Question

Two identical conducting spheres having charges of opposite sign attract each other with a force of 0.108N when separated by 50.0cm. The spheres are suddenly connected by a thin conducting wire which is then removed and thereafter the spheres repels each other with a force of 0.0360 N. What were the initial charges on the spheres?

Answer 1

3 μC, -1 μC or -3 μC, 1 μC

Step-by-step explanation:

As you can see in the image, let initial charges on two identical spheres be Q and q respectively (we are not considering the sign of q to be negative, value of q will be negative after solving)

initially,

`-0.108 = (KQq)/(r^2)` …. (1)

where r = 0.5 meter (given in question),

after connecting a thin wire, both spheres tend to achieve the same potential conserving the total charge as initial, so after connecting a thin wire potential of both spheres become equal.

MATERIAL:

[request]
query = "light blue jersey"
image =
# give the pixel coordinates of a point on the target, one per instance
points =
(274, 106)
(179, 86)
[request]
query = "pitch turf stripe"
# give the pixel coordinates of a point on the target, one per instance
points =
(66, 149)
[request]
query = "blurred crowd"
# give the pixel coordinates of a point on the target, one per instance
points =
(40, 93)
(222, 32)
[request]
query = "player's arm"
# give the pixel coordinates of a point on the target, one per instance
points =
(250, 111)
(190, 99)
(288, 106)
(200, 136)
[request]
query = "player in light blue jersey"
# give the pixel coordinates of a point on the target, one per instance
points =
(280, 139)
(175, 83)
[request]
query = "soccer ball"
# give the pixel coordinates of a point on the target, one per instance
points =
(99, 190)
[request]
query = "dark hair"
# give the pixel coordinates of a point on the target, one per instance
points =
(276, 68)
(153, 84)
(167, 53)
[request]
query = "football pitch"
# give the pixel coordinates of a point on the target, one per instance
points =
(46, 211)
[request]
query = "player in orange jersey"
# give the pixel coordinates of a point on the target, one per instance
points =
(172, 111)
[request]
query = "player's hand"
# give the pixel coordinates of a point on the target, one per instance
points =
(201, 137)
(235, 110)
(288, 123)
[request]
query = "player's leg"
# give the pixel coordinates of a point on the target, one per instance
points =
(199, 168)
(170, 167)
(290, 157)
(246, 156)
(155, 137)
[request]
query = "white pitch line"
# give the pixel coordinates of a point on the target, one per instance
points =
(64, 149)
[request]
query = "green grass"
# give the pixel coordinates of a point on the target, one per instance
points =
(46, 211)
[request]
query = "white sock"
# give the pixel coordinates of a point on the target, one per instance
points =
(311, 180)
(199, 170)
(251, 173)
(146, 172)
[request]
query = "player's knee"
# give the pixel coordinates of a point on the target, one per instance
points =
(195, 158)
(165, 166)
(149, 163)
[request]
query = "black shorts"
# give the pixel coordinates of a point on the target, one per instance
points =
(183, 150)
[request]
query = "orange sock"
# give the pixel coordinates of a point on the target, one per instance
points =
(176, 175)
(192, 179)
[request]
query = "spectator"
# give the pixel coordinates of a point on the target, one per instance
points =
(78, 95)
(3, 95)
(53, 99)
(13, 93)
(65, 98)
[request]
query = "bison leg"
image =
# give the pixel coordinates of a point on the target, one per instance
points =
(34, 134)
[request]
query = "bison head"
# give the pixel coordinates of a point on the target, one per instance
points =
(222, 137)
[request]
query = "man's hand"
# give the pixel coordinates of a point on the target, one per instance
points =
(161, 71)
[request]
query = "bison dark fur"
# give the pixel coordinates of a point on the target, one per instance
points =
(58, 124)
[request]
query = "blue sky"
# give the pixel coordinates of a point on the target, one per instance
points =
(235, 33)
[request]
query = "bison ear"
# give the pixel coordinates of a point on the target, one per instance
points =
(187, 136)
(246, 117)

--

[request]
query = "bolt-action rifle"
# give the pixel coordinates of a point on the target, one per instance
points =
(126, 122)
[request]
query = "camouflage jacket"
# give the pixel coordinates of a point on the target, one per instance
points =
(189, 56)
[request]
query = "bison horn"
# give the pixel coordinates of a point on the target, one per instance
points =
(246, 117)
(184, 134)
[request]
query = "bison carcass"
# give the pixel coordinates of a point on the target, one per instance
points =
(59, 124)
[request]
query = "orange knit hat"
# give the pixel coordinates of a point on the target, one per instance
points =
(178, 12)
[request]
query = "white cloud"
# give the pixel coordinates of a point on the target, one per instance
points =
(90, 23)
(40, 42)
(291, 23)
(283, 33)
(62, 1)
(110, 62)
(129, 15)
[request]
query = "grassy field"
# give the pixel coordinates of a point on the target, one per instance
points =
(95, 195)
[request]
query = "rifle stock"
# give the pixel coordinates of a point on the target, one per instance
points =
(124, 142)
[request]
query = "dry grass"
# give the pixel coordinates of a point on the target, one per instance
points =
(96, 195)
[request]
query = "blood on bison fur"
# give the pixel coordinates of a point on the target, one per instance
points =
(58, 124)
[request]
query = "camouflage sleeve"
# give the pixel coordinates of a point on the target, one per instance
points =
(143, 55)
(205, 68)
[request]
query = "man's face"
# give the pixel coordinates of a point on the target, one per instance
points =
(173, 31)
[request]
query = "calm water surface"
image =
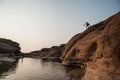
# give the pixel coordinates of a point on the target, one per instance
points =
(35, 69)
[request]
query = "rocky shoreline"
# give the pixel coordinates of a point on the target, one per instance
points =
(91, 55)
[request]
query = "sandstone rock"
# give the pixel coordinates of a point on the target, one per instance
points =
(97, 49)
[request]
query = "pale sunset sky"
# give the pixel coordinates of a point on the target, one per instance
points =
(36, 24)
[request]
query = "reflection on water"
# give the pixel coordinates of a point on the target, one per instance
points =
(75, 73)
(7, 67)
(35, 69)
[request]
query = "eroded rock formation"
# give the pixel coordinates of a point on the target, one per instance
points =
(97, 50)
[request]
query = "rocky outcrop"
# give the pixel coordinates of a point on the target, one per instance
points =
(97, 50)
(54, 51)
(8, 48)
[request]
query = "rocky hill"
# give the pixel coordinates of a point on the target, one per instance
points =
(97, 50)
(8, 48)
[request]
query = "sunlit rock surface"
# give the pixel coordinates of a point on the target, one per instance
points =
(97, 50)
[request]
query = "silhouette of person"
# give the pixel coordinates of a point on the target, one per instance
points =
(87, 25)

---

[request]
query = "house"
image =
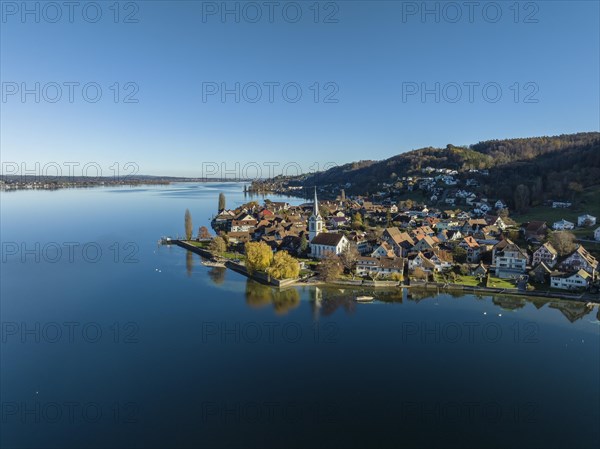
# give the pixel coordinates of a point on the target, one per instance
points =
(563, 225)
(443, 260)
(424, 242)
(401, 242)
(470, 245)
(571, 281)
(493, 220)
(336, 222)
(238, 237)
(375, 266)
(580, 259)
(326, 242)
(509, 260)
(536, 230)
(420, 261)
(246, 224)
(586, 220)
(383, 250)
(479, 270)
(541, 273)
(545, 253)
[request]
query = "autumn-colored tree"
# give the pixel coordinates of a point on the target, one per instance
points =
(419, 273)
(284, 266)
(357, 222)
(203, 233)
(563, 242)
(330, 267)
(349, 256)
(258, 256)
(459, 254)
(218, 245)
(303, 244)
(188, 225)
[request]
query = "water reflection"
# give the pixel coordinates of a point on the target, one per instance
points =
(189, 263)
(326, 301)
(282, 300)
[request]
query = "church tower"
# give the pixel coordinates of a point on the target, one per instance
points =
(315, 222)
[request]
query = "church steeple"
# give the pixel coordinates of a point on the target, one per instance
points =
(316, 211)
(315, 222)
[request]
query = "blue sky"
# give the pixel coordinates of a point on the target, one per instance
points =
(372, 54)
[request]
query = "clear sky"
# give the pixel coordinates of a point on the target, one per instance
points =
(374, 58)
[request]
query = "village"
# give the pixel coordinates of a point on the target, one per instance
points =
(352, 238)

THE TASKS:
1 - In the text on the two conducting spheres, how far apart are the spheres when they attract each other with a force of 0.108 N?
2 - Carry the worked solution about the two charged spheres forward from its final sentence.

TASK-BY-TASK RESULTS:
1 - They are 50.0 cm apart.

2 -
let q1 be the final charge on sphere 1 and q2 be the final charge on sphere 2,

`(Kq_1)/(r) = (Kq_2)/(r)\\\\q_1 = q_2\\`... (2)

also, charge is conserved so total charge remains the same,

`Q + q = q1 + q2` … (3)

if you solve equation 2 and 3, you will get the the final charges,

`q_1 = q_2 = (Q + q)/(2)`

now after connecting the spheres the force equation becomes,

`0.0360 = (K\left((Q + q)/(2)\right)^2)/(r^2)` … (4)

divide the equation 2 by 4, after some simplification we get the below quadratic equation

`3Q^2 + 10Qq + 3q^2 = 0`

divide the whole equation by
`q^2`,

`3\left((Q)/(q)\right)^2 + 10(Q)/(q) + 3 = 0`

now this is a quadratic equation, after solving we get

`Q = -3q`

(other solution also works, considering magnitude of charge on Q is more)

now substitute
`Q = -3q` in equation 2 and solve for q

q = 1 μC

Q = -3 μC

(you may consider Q = 3 μC and q = -1 μC)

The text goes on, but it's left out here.